Print every one of the records verbatim, omitting nothing.

(Data excerpts)
========================

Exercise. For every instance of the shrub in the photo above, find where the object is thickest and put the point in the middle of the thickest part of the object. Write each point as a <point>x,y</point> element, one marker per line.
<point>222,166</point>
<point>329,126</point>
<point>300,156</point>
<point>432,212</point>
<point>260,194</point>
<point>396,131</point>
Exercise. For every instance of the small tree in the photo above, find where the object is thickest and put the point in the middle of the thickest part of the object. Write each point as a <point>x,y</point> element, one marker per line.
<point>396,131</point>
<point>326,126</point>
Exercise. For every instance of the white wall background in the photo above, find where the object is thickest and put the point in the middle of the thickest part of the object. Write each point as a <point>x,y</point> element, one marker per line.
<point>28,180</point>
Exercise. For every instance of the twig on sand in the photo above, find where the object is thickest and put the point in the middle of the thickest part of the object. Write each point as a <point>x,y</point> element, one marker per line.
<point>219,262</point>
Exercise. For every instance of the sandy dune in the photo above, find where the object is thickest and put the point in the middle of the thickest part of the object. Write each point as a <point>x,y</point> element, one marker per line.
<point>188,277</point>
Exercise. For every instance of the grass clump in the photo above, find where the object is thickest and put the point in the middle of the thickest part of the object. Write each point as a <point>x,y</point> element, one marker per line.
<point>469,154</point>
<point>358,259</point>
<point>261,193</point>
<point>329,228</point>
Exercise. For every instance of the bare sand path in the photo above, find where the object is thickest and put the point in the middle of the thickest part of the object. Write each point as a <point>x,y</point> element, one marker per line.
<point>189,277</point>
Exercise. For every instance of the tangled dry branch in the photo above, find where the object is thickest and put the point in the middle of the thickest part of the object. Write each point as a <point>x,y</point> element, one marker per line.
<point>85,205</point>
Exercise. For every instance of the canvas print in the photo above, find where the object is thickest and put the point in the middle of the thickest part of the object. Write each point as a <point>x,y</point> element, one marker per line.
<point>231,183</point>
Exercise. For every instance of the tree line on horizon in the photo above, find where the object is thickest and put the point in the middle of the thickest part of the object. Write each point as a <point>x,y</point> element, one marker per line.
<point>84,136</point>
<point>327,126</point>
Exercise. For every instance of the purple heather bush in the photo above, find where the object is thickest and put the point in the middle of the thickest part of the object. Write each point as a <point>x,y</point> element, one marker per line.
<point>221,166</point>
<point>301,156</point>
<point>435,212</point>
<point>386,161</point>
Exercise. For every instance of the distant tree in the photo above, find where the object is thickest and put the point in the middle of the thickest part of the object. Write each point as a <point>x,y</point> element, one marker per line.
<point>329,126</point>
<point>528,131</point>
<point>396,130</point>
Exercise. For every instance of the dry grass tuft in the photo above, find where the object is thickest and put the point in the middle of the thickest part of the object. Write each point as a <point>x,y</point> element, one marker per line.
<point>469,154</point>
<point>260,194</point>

========================

* [Finished task]
Exercise. For every instance of the shrub in the photo above, find where the object is thickest and put the point in the middle of the thickest part of the object. Write each point as a <point>x,y</point> element, one marker per line.
<point>222,166</point>
<point>329,126</point>
<point>300,156</point>
<point>432,212</point>
<point>260,194</point>
<point>396,131</point>
Exercise. For every instance of the small tree in the photo above, find where the object is thickest and put the point in the middle of the thickest part of the object. Write each point as a <point>x,y</point> element, one marker per line.
<point>396,131</point>
<point>326,126</point>
Exercise. For every instance of the white wall background in the photo above, find where the object is thickest and put the point in the middle of the thickest part of the object. Write each point as a <point>x,y</point> element, one marker per line.
<point>28,180</point>
Exercise. For every instance of the twig on sand in the photo above, find where the object is thickest and put the point in the middle of the thickest part of the object. Write each point as a <point>x,y</point> element, one marker per line.
<point>219,262</point>
Exercise. For every instance of the sandy dune in the photo above, find where the object is thickest and put the point in the middle of the thickest part of the object. Write each point as a <point>x,y</point> element, one marker per line.
<point>188,277</point>
Exercise. For every instance of the grass clump in the photo above, find where the object is thickest and put the point in the middle of the thickest part of the object. Write each point as a <point>x,y</point> element, one marker per line.
<point>469,154</point>
<point>358,259</point>
<point>261,193</point>
<point>329,228</point>
Exercise. For every instance of the bare sand path in the photo above, find where the object is thickest and put the point in the middle of the thickest part of the object. Write each point as a <point>x,y</point> element, one marker per line.
<point>189,277</point>
Exercise. For every instance of the tangled dry branch in the photo above, find where the object is thickest and put the point in the middle of the thickest part of the object. Write each point as a <point>x,y</point> element, one marker per line.
<point>85,205</point>
Exercise. For every instance of the canvas print in the photo above, find where the object is thickest and put the point in the middle of the thickest part of the object. Write each point as a <point>x,y</point> element, one marker per line.
<point>231,183</point>
Exercise. For every instance of the tree line on horizon in the photo above, find where the object is thickest and put the point in the middle of the thickest part of the object. Write each point as a <point>x,y</point> element, one marker per line.
<point>84,136</point>
<point>327,126</point>
Exercise. For every instance of the purple heather bush in the photo above, find where the object is thickest and put the point in the middle of the thickest part of the object. Write each point as a <point>x,y</point> element, one marker per line.
<point>221,166</point>
<point>301,156</point>
<point>435,212</point>
<point>386,161</point>
Exercise. For every instance of the distant tree in the photo above, find where the object is thickest and put the point in the middle of the thickest part of the object. Write each point as a <point>x,y</point> element, one marker per line.
<point>329,126</point>
<point>528,131</point>
<point>396,130</point>
Exercise. For every instance of the dry grass tuft in the photo above, find where the object is thickest and put the point in the middle of the thickest part of the object. Write each point as a <point>x,y</point> element, one marker per line.
<point>469,154</point>
<point>260,194</point>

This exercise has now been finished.